* [Task objective]: Reproduce each of the records below line for line, without changing a single character.
• • • •
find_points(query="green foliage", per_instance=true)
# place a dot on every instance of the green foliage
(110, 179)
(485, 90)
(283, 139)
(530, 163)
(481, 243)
• • • •
* [The response]:
find_points(query="green foliage", per_instance=true)
# place a dot on every instance of the green foliage
(110, 179)
(485, 90)
(283, 139)
(530, 163)
(481, 243)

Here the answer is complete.